- **EXERCISE PROMPT**: Reproduce the entries verbatim from their first line through the line containing "[1005, 764]", including that line.
═════ DATA TO USE ═════
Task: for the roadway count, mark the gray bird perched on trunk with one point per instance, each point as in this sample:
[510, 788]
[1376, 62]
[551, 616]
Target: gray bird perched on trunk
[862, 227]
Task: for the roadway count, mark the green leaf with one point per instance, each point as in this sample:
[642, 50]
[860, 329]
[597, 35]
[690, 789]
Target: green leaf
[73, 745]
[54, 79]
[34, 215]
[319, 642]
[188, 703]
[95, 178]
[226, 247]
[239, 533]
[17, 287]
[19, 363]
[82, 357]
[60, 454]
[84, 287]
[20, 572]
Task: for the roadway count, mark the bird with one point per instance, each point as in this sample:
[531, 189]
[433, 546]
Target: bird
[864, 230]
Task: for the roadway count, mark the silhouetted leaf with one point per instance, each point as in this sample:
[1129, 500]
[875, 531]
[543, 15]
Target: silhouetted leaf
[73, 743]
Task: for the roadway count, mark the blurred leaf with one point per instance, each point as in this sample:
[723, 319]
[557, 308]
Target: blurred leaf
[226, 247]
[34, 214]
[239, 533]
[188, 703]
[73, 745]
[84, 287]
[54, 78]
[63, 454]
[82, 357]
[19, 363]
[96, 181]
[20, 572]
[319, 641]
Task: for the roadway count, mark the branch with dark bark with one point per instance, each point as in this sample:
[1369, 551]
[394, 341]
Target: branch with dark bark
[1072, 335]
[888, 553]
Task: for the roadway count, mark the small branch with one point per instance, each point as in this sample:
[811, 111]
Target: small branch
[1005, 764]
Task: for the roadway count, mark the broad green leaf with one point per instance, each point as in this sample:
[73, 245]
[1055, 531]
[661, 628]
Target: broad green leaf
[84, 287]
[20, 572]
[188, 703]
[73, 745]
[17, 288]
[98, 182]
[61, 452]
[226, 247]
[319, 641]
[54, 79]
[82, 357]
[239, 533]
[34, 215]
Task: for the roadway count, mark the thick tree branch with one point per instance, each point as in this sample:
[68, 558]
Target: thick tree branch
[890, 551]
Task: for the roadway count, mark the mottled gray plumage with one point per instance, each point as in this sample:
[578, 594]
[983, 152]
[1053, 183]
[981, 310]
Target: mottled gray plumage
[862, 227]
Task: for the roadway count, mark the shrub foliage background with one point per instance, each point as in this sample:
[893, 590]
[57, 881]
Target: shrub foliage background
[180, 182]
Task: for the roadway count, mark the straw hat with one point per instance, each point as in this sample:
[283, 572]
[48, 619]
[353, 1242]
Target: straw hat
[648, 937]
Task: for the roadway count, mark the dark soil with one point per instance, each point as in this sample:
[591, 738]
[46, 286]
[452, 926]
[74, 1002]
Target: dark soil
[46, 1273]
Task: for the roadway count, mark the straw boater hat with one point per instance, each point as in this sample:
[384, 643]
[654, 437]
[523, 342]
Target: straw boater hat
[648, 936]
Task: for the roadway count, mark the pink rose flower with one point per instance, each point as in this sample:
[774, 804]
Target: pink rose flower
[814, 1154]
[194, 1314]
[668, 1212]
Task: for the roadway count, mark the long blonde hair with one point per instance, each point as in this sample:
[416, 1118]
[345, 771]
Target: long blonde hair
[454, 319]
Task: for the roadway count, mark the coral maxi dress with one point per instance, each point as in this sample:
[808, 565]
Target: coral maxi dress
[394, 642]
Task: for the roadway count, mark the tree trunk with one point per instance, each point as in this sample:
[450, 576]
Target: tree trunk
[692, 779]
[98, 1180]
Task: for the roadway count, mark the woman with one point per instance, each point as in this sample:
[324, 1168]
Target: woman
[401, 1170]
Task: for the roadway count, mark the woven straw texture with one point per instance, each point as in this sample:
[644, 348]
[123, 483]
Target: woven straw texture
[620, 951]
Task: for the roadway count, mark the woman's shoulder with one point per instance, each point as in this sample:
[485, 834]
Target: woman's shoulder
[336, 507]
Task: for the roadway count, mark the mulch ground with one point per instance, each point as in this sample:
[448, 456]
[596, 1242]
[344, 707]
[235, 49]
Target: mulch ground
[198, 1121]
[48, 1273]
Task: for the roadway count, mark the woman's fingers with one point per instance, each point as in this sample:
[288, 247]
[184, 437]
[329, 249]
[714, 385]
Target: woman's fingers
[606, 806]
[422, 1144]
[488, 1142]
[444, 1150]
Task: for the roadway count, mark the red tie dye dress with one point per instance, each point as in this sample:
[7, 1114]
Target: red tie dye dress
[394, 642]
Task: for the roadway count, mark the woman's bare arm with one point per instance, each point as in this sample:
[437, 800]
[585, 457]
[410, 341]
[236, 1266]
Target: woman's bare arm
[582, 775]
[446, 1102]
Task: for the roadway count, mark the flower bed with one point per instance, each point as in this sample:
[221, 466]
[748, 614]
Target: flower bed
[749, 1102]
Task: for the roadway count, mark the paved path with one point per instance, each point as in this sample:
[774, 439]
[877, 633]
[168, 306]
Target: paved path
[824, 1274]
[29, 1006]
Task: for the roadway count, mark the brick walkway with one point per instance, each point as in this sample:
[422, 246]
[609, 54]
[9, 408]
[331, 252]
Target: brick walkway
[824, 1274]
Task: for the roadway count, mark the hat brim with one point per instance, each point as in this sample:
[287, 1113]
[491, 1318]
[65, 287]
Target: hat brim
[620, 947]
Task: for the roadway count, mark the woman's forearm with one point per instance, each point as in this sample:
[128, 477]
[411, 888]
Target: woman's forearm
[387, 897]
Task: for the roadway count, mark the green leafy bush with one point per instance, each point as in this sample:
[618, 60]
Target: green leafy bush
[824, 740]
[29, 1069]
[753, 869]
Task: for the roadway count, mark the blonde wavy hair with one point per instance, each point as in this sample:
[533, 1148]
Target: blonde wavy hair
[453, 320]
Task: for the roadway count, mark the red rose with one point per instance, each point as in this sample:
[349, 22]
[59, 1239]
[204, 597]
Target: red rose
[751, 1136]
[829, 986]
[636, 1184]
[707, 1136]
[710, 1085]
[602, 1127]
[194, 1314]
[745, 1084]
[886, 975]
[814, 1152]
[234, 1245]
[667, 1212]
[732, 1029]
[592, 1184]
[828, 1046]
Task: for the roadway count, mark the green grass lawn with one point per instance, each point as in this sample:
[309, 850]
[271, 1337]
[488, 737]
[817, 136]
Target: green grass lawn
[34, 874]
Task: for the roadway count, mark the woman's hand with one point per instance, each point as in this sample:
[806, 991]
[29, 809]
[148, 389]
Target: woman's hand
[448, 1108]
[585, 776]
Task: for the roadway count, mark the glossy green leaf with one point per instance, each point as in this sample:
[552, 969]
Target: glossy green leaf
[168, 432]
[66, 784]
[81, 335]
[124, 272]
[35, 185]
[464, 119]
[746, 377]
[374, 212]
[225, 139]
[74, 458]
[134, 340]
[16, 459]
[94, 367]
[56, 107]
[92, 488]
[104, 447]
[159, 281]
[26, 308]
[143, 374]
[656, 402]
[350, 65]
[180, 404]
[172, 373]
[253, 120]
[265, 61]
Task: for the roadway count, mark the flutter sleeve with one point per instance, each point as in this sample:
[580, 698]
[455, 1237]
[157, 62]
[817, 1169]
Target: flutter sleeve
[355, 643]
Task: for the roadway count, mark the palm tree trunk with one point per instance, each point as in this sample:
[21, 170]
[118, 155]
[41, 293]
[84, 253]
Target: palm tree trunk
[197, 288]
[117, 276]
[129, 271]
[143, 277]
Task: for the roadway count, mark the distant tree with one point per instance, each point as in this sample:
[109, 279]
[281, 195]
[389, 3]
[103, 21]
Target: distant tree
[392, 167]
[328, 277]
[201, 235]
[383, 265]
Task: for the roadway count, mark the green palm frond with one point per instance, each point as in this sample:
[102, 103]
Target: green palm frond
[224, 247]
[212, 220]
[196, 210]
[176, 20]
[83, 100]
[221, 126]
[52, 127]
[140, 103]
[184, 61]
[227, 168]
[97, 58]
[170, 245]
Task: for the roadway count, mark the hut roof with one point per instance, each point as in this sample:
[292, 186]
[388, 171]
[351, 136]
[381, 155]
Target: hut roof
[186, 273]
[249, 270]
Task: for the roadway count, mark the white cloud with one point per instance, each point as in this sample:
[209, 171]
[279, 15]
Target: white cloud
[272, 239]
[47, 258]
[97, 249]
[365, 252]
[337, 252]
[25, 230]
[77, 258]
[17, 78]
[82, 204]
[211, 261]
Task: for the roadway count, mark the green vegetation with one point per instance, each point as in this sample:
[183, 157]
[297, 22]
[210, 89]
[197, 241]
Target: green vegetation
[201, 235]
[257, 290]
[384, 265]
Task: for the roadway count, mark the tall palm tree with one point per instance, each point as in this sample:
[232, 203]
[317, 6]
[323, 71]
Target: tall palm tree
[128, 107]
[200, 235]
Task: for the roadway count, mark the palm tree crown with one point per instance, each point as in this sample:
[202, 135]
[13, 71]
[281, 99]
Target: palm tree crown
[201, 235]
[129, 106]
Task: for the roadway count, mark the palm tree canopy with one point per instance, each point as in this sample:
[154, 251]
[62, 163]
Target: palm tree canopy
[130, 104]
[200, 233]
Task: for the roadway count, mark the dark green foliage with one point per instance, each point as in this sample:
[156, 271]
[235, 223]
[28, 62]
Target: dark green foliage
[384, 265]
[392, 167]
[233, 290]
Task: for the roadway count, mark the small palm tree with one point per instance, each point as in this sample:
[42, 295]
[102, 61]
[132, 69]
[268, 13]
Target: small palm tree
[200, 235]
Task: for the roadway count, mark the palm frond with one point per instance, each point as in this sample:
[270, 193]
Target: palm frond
═════
- **FULL ANSWER**:
Task: for the roadway count, mark the gray bird perched on trunk with one point per instance, each point as in this sample:
[510, 788]
[1376, 62]
[551, 616]
Target: gray bird perched on trunk
[862, 227]
Task: for the roadway count, mark the green leaf with one point per instance, each point as in this sample:
[642, 50]
[860, 329]
[597, 35]
[690, 789]
Target: green leaf
[73, 745]
[54, 79]
[34, 215]
[319, 642]
[188, 703]
[95, 178]
[226, 247]
[239, 533]
[17, 287]
[19, 363]
[82, 357]
[60, 454]
[84, 287]
[20, 572]
Task: for the roadway count, mark the bird with one point per instance, each point as in this sample:
[531, 189]
[433, 546]
Target: bird
[864, 230]
Task: for the roadway count, mark the silhouetted leaf with one point per instance, each point as in this sample:
[1129, 500]
[875, 531]
[543, 15]
Target: silhouetted leaf
[73, 743]
Task: for the roadway count, mark the blurred leaf with one point per instance, each point as in this sample:
[723, 319]
[557, 308]
Target: blurred leaf
[226, 247]
[34, 214]
[239, 533]
[188, 703]
[73, 745]
[84, 287]
[54, 78]
[63, 454]
[82, 357]
[19, 363]
[96, 181]
[20, 572]
[319, 641]
Task: for the roadway count, mark the branch with dark bark with one point per instance, each point as in this sample:
[1369, 551]
[394, 341]
Target: branch with dark bark
[1072, 335]
[888, 553]
Task: for the roadway count, mark the small branch with one point per instance, each point as in this sample:
[811, 111]
Target: small branch
[1005, 764]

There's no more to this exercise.